SHORT PROBLEM: Transcribe only the part of the listing below that begins at the line containing "Target = ice crystal" and runs to its final line, keeping both ends.

** start of EXCERPTED RECORDS **

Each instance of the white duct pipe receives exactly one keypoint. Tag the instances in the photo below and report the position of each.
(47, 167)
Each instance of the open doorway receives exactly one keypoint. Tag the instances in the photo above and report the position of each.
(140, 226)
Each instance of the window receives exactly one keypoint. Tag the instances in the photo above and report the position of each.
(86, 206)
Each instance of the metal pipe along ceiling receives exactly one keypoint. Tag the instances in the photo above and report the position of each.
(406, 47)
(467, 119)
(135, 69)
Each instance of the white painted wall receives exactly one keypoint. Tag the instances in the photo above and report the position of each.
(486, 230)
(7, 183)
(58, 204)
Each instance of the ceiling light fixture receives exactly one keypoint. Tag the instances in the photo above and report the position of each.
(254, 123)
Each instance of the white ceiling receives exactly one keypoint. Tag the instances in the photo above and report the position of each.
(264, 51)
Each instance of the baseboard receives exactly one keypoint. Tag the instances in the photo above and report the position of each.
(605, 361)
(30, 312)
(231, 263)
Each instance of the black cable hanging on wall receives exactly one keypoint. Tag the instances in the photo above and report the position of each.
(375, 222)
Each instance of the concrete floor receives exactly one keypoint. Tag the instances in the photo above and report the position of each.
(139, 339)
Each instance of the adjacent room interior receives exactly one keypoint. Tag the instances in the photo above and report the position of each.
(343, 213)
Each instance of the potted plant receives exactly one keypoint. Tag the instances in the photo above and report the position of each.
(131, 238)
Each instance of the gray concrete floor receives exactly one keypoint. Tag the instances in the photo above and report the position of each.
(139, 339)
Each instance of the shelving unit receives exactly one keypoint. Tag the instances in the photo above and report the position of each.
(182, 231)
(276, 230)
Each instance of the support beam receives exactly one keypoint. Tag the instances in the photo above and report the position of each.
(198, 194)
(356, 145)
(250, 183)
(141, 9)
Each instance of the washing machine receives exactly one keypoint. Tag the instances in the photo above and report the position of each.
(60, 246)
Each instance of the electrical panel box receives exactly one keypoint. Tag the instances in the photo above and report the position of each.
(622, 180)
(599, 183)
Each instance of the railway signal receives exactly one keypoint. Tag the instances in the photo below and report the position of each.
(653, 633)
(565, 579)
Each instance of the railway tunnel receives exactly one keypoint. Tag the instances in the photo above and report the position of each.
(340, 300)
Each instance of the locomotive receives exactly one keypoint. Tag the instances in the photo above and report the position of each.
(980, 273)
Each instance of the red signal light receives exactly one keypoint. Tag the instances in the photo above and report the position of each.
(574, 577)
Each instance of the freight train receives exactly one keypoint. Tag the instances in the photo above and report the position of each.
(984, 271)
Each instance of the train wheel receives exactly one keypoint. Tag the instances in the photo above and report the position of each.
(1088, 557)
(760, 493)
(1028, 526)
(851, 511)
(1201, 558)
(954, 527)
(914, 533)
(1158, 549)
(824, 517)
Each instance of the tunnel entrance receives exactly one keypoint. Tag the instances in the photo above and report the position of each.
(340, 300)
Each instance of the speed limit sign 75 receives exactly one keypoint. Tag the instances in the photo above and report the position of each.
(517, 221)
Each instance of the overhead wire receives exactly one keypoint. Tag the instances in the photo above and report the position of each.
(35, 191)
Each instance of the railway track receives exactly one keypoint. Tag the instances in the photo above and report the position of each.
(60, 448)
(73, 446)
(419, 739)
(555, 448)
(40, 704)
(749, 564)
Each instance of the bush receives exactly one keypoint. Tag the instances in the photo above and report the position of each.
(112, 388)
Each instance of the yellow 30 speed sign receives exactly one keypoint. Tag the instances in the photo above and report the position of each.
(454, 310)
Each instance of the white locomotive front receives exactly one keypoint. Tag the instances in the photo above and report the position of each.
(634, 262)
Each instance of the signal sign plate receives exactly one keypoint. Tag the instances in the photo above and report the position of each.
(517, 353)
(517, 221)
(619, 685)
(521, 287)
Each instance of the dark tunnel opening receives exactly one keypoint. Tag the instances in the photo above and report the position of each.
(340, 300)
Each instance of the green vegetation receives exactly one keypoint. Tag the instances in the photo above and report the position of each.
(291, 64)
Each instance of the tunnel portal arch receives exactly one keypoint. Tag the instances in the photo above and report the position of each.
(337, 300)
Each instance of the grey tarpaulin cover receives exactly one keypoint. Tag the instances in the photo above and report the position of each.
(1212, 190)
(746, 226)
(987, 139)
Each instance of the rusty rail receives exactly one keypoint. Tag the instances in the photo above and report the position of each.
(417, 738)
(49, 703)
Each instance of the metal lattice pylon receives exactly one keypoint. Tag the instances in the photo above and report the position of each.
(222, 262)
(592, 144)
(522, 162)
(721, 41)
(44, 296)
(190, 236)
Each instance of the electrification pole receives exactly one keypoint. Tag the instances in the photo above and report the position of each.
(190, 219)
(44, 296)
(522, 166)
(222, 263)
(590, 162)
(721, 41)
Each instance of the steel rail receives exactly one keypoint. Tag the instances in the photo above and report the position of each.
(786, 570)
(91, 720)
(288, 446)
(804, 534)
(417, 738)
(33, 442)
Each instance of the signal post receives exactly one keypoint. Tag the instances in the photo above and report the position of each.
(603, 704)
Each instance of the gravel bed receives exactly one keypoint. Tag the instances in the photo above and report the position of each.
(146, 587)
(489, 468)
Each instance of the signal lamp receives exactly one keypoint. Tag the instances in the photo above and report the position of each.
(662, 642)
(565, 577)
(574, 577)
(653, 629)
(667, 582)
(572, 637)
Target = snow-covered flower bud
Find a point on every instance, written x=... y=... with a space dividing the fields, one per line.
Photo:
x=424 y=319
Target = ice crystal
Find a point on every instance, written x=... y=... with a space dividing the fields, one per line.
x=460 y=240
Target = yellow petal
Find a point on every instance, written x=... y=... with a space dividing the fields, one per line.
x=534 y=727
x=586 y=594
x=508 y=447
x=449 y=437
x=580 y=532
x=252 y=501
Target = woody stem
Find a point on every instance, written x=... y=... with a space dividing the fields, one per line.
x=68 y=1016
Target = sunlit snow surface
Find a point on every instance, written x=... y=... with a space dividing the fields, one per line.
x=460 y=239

** end of EXCERPTED RECORDS **

THE RESPONSE:
Target = ice crystal
Find a point on every instance, written x=... y=... with a space dividing the fields, one per line.
x=460 y=240
Target = yellow petal
Find a point on every instance, written x=... y=... with a space dividing the fields, one per line.
x=534 y=727
x=586 y=594
x=508 y=447
x=449 y=437
x=580 y=532
x=252 y=501
Target = woody stem
Find a point on every instance, written x=... y=... with a space dividing the fields, one per line.
x=68 y=1016
Target = sunlit snow surface
Find a point on every instance, written x=... y=... with a space dividing the fields, one per line.
x=460 y=239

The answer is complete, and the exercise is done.